**What the exercise asks**
The records are to be repeated in full. Every line must match.

START Records for processing

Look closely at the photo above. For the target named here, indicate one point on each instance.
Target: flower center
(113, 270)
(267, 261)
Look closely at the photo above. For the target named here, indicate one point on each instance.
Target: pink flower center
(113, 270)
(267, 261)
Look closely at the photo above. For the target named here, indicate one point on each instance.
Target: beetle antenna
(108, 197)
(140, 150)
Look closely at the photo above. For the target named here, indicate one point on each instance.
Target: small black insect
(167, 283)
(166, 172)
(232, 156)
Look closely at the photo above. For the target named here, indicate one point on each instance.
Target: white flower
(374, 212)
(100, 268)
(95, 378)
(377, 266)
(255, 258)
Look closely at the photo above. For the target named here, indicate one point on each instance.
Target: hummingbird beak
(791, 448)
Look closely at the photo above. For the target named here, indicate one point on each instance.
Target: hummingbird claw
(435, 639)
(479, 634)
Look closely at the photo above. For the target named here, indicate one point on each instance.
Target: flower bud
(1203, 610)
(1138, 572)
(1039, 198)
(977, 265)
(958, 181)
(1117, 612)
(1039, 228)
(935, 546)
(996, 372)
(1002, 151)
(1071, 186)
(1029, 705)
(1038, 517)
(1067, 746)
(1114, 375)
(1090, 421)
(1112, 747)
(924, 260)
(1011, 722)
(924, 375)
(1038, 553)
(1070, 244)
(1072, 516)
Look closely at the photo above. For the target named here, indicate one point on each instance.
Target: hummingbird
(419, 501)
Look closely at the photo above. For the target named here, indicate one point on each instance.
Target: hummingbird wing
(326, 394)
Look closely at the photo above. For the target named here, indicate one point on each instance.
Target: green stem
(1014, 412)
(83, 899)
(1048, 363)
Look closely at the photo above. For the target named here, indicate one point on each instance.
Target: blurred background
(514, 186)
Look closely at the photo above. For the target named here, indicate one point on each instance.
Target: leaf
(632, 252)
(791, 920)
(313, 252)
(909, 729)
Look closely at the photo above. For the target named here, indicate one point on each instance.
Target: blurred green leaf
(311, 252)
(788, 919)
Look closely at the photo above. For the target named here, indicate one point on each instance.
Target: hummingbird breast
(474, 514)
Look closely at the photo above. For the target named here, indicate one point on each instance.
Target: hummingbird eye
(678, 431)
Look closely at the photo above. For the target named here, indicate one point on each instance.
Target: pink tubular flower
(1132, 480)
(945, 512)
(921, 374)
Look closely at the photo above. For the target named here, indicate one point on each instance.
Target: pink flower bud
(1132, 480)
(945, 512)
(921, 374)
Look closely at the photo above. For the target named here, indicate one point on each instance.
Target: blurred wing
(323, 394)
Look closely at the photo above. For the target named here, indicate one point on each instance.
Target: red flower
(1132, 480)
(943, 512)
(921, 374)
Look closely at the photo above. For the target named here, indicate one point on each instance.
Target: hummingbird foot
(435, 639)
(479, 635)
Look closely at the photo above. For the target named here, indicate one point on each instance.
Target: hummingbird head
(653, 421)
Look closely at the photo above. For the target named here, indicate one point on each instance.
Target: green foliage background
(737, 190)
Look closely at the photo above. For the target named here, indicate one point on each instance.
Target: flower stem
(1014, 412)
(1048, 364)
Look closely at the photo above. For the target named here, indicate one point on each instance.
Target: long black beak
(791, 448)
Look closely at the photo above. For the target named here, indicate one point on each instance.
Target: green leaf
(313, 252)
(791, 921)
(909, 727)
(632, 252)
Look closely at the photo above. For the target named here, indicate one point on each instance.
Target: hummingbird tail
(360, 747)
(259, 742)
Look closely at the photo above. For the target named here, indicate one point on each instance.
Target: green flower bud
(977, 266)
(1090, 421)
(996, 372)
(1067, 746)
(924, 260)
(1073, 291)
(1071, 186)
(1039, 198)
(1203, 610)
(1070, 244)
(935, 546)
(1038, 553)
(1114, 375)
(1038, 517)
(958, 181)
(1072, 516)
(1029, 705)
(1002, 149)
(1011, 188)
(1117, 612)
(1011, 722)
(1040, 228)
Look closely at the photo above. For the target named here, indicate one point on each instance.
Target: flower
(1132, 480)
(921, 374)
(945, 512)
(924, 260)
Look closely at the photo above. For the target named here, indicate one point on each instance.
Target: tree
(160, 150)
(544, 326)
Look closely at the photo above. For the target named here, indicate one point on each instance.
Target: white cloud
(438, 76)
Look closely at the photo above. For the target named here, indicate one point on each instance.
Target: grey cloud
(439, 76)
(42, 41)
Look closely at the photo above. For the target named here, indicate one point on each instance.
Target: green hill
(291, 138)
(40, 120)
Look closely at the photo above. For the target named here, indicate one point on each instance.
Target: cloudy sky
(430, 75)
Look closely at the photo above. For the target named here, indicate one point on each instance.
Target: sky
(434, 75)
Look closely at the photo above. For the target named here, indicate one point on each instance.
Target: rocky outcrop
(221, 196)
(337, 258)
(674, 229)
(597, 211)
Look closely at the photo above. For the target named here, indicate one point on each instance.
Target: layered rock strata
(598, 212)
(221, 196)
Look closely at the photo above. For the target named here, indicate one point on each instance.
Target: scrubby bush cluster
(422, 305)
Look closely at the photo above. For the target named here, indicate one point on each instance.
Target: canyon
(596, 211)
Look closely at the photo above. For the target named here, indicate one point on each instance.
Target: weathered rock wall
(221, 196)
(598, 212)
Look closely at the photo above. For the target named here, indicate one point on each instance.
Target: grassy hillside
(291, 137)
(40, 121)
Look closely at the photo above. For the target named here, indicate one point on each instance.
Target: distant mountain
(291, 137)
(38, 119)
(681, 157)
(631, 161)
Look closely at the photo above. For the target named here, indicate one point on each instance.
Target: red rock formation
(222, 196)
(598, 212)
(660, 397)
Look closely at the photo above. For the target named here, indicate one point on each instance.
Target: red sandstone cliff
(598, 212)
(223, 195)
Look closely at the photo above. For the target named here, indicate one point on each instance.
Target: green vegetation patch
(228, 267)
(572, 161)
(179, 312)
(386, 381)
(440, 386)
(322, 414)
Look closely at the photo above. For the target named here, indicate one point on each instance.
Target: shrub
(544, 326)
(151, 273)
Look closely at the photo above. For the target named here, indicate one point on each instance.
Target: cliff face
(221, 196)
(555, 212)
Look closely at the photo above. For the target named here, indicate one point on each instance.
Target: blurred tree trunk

END Records for processing

**Finished task**
Look closely at the photo above. For the target named here, indicate one point on each instance.
Target: flower center
(113, 270)
(267, 261)
Look closely at the photo above. For the target named here, indicate one point on each instance.
Target: pink flower center
(113, 270)
(267, 261)
Look closely at the photo above. For the target named here, indicate one point on each instance.
Target: beetle antenna
(108, 197)
(140, 150)
Look closely at the photo above. For the target named here, indicate one point on each instance.
Target: small black insect
(167, 283)
(166, 172)
(232, 156)
Look closely at the photo above. For the target named here, indicate one point on each instance.
Target: white flower
(374, 212)
(100, 268)
(95, 378)
(377, 266)
(255, 258)
Look closely at the photo above. For the target named here, indicate one point on each instance.
Target: hummingbird beak
(791, 448)
Look closely at the photo above. For the target named here, indicate one point on each instance.
Target: hummingbird claw
(435, 639)
(479, 634)
Look closely at the photo above. For the target named here, indicate one point on each instance.
Target: flower bud
(1203, 610)
(1138, 572)
(1039, 198)
(977, 265)
(958, 181)
(1117, 612)
(1039, 228)
(935, 546)
(996, 372)
(1002, 151)
(1071, 186)
(1029, 705)
(1038, 517)
(1067, 746)
(1114, 375)
(1090, 421)
(1112, 747)
(924, 260)
(1011, 722)
(924, 375)
(1038, 553)
(1070, 244)
(1072, 516)
Look closely at the photo above. For the target named here, indicate one point on each instance.
Target: hummingbird
(419, 501)
Look closely at the photo above. For the target named here, indicate one point on each instance.
Target: hummingbird wing
(326, 394)
Look closely at the photo above. For the target named here, indicate one point on each instance.
Target: green stem
(1014, 412)
(83, 899)
(1048, 363)
Look closely at the photo above. For the target named here, indicate one point on each instance.
Target: blurred background
(514, 186)
Look closely at the photo above. For the target named here, indicate one point on each instance.
Target: leaf
(632, 252)
(791, 920)
(313, 252)
(909, 729)
Look closely at the photo above. For the target named here, indicate one point on each instance.
Target: blurred green leaf
(311, 252)
(788, 919)
Look closely at the photo above. For the target named here, indicate one point on each instance.
Target: hummingbird breast
(474, 514)
Look closely at the photo above. For the target named here, indicate one point on each instance.
Target: hummingbird eye
(678, 431)
Look closely at the photo above. For the target named here, indicate one point on each instance.
Target: pink tubular flower
(1132, 480)
(945, 512)
(921, 374)
Look closely at the photo above. For the target named here, indicate one point on each instance.
Target: pink flower bud
(1132, 480)
(945, 512)
(921, 374)
Look closely at the photo above. For the target named here, indicate one point on each instance.
Target: blurred wing
(323, 394)
Look closely at the photo above. For the target named here, indicate one point on each instance.
Target: red flower
(1132, 480)
(943, 512)
(921, 374)
Look closely at the photo above. For the target named here, indicate one point on each instance.
Target: hummingbird foot
(435, 639)
(479, 635)
Look closely at the photo above. For the target named here, indicate one point on each instance.
Target: hummingbird head
(653, 421)
Look closely at the photo above. For the target named here, indicate one point on each instance.
Target: green foliage background
(737, 190)
Look closely at the photo above. For the target named here, indicate one point on each instance.
Target: flower stem
(1014, 412)
(1048, 364)
Look closely at the photo above. For the target named here, indicate one point on each instance.
Target: long black beak
(791, 448)
Look closely at the photo above. For the target named here, indicate one point on each instance.
Target: green leaf
(313, 252)
(791, 921)
(909, 727)
(632, 252)
Look closely at the photo above. For the target named here, indicate one point on each instance.
Target: hummingbird tail
(360, 747)
(259, 742)
Look closely at the photo above. For the target named here, indicate one point on each instance.
Target: green flower bud
(977, 266)
(1090, 421)
(996, 372)
(1067, 746)
(924, 260)
(1073, 291)
(1071, 186)
(1039, 198)
(1203, 610)
(1070, 244)
(935, 546)
(1038, 553)
(1114, 375)
(1038, 517)
(958, 181)
(1072, 516)
(1029, 705)
(1002, 149)
(1011, 188)
(1117, 612)
(1011, 722)
(1040, 228)
Look closely at the photo above. For the target named here, indicate one point on each instance.
Target: flower
(1132, 480)
(921, 374)
(945, 512)
(924, 260)
Look closely at the photo above. For the target named here, indicate one point on each instance.
Target: tree
(160, 150)
(544, 326)
Look closely at the photo above. For the target named here, indicate one point on each instance.
Target: white cloud
(438, 76)
Look closely at the photo above. For the target named here, indicate one point on each instance.
Target: grey cloud
(439, 76)
(42, 41)
Look closely at the photo above. For the target named here, indicate one point on each instance.
Target: green hill
(291, 138)
(40, 120)
Look closely at the photo above. For the target named here, indicate one point on each instance.
Target: cloudy sky
(430, 75)
Look closely at the photo above. For the target named here, indicate one point on each instance.
Target: sky
(434, 75)
Look closely at the photo above. For the target named here, indicate one point on each instance.
Target: rocky outcrop
(221, 196)
(337, 258)
(674, 229)
(597, 211)
Look closely at the photo above. For the target named here, indicate one point on each instance.
Target: layered rock strata
(598, 212)
(221, 196)
Look closely at the photo above. For the target named here, indicate one point on each instance.
Target: scrubby bush cluster
(422, 305)
Look closely at the photo above. For the target named here, indicate one point on each instance.
Target: canyon
(596, 211)
Look closely at the photo above. For the target named here, indicate one point on each instance.
Target: weathered rock wall
(221, 196)
(598, 212)
Look closely at the photo above. For the target named here, indicate one point on each instance.
Target: grassy hillside
(291, 137)
(40, 121)
Look closely at the photo above. For the target named here, indicate one point on each instance.
Target: distant mountain
(291, 137)
(38, 119)
(681, 157)
(631, 161)
Look closely at the photo above. For the target named here, indicate one point on each instance.
Target: red rock formation
(222, 196)
(598, 212)
(660, 397)
Look closely at the photo above. For the target named here, indicate one point on each instance.
Target: red sandstone cliff
(598, 212)
(223, 195)
Look closely at the photo above. For the target named here, indicate one point on each instance.
Target: green vegetation patch
(228, 267)
(572, 161)
(179, 312)
(386, 381)
(440, 386)
(322, 414)
Look closely at the photo above. For the target named here, indicate one point on each instance.
Target: shrub
(544, 326)
(151, 273)
Look closely at the photo above. For the target named here, indicate one point on each instance.
Target: cliff face
(221, 196)
(555, 212)
Look closely at the photo above. For the target named here, indicate one point on each instance.
Target: blurred tree trunk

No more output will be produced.